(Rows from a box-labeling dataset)
----
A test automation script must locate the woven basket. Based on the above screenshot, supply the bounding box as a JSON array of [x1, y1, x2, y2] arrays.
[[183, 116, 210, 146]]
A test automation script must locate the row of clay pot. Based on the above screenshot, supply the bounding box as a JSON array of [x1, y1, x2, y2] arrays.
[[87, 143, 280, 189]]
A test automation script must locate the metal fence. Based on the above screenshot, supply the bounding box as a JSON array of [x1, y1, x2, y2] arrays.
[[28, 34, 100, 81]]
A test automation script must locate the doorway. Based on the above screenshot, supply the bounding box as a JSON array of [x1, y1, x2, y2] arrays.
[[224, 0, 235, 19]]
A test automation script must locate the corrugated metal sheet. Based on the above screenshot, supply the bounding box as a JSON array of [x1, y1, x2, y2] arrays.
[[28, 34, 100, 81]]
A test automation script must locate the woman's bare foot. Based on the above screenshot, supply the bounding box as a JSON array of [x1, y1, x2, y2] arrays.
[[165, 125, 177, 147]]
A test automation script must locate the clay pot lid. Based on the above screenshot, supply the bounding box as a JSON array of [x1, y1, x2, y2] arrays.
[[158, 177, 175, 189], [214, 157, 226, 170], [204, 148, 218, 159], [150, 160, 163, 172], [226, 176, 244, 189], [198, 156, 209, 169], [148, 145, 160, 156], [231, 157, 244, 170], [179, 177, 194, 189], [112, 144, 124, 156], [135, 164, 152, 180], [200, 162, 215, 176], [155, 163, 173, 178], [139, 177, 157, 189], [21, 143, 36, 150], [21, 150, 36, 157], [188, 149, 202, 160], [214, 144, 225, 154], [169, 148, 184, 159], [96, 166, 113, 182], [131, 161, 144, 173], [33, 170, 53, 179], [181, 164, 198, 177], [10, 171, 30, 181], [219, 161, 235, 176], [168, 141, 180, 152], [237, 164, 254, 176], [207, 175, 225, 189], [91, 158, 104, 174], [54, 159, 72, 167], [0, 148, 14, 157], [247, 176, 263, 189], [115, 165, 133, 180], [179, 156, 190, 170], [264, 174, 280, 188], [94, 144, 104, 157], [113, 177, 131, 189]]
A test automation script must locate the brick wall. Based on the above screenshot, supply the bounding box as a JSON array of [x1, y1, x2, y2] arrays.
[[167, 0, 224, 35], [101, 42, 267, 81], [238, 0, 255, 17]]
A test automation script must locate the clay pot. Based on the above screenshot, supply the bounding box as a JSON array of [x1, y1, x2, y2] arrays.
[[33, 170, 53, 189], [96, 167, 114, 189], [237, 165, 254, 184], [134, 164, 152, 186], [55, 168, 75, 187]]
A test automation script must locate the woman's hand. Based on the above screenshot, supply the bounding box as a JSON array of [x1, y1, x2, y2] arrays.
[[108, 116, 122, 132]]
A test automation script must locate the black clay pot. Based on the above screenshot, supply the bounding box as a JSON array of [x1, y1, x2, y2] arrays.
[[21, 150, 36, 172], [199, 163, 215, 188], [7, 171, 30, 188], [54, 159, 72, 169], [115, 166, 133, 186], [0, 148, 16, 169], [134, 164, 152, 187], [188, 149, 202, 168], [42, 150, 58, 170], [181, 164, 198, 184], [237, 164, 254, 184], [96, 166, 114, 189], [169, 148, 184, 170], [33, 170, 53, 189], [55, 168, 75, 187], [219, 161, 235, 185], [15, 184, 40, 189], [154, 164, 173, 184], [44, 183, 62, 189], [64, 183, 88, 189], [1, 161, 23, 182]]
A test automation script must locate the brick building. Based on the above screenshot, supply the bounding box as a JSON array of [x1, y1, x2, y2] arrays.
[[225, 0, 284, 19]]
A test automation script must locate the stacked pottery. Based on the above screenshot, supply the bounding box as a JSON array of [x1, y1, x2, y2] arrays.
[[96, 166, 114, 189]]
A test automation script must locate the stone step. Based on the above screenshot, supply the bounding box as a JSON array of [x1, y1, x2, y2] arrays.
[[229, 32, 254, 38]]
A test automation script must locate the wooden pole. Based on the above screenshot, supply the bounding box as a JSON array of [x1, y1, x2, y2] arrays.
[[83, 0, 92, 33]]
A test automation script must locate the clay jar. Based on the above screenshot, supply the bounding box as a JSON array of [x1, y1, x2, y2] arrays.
----
Exercise goal
Rewrite the listing with every "test automation script" changed to "regression test", leaving all other text unchanged.

Exercise output
A regression test must locate the woven basket. Based on the above screenshot, supply the bounding box as a JSON array of [x1, y1, x2, y2] arrays.
[[183, 116, 210, 146]]
A regression test must locate the row of clay pot. Based on the above screenshot, supply the bounding box as a JSON array of [x1, y1, x2, y2] arrays.
[[87, 143, 280, 189]]
A regression test must locate the metal fence. Based on the above screenshot, supply the bounding box as a JSON array of [x1, y1, x2, y2] arrays.
[[28, 34, 100, 81]]
A regression test must locate the doorway. Based on the above screenshot, supply the bounding box as a JSON array of [x1, y1, x2, y2] arrays.
[[224, 0, 235, 19]]
A regression test must locate the corrugated metal sheet. Based on the above screenshot, supply the bounding box as a JSON array of [x1, y1, x2, y2] arrays.
[[28, 34, 100, 81]]
A regression test must locate the woman's bare foot. Based on the above screenshot, supply the bounding box as a JSON array of [x1, y1, x2, y2] arrays.
[[165, 125, 177, 147]]
A regression test must locate the clay pot lid. Based on the above screenshot, supply the bounding box as a JSON array of [x1, y1, x2, y2] arrays.
[[158, 177, 175, 189], [214, 157, 226, 170], [204, 148, 218, 159], [150, 160, 163, 172], [226, 176, 244, 189], [198, 156, 209, 169], [148, 145, 160, 156], [231, 157, 244, 170], [179, 177, 194, 189], [112, 144, 124, 156], [135, 164, 152, 180], [200, 162, 215, 176], [155, 163, 173, 178], [139, 177, 157, 189], [21, 143, 36, 150], [21, 150, 36, 157], [188, 149, 202, 160], [214, 144, 225, 154], [169, 148, 184, 159], [96, 166, 113, 182], [131, 161, 144, 173], [33, 170, 53, 179], [181, 164, 198, 177], [10, 171, 30, 181], [219, 161, 235, 176], [168, 141, 180, 152], [237, 164, 254, 176], [207, 175, 225, 189], [91, 158, 104, 174], [54, 159, 72, 167], [0, 148, 14, 157], [247, 176, 263, 189], [115, 165, 133, 180], [179, 156, 190, 170], [264, 174, 280, 188], [94, 144, 104, 157], [113, 177, 131, 189]]
A regression test must locate the brick wall. Based on the above screenshot, supply the bounding box as a JSON array of [x1, y1, x2, y2] arrays.
[[167, 0, 224, 35], [101, 42, 267, 81], [238, 0, 255, 17]]
A regression test must locate the clay pot. Based on the above screenshot, supply the bounding box as a JSON array of [x1, y1, x2, y2] arrays.
[[33, 170, 53, 189], [96, 167, 114, 189], [237, 165, 254, 184], [134, 164, 152, 186], [55, 168, 75, 187]]
A regression test must locate the woman's hand. Based on the above screenshot, supply the bounding box as a JSON array of [x1, y1, x2, y2] arrays.
[[108, 116, 122, 132]]
A regression test must locate the black clay pot. Based on the above screenshot, supply the bounding box as a JSON array of [x1, y1, x2, y2] arrays.
[[21, 150, 36, 172], [199, 163, 215, 188], [7, 171, 30, 188], [54, 159, 72, 169], [115, 166, 133, 186], [0, 148, 16, 169], [134, 164, 152, 187], [188, 149, 202, 168], [42, 150, 58, 170], [181, 164, 198, 184], [237, 164, 254, 184], [96, 166, 114, 189], [169, 148, 184, 170], [33, 170, 53, 189], [55, 168, 75, 187], [219, 161, 235, 185], [15, 184, 40, 189], [154, 164, 173, 184], [44, 183, 62, 189], [64, 183, 88, 189], [1, 161, 23, 182]]
A regression test must locate the brick building. Based on the above screenshot, supply the bounding box as a JSON array of [x1, y1, x2, y2] arrays.
[[225, 0, 284, 19]]
A regression test must locate the stacked pottery. Based on the above screenshot, supply the bounding box as a JSON array of [x1, y1, x2, y2] arrays.
[[96, 166, 114, 189]]
A regression test must locate the stone step. Based on the above screenshot, supply the bounding box as a JSON array of [x1, y1, x2, y2] arrays.
[[229, 32, 254, 38]]
A regression test must locate the wooden pole. Based on the above screenshot, supply the bounding box as a JSON array of [x1, y1, x2, y2] arrays.
[[83, 0, 92, 33]]
A regression test must locate the clay jar. Based on the above screenshot, supply the bounding box as a JSON array of [x1, y1, x2, y2] arrays.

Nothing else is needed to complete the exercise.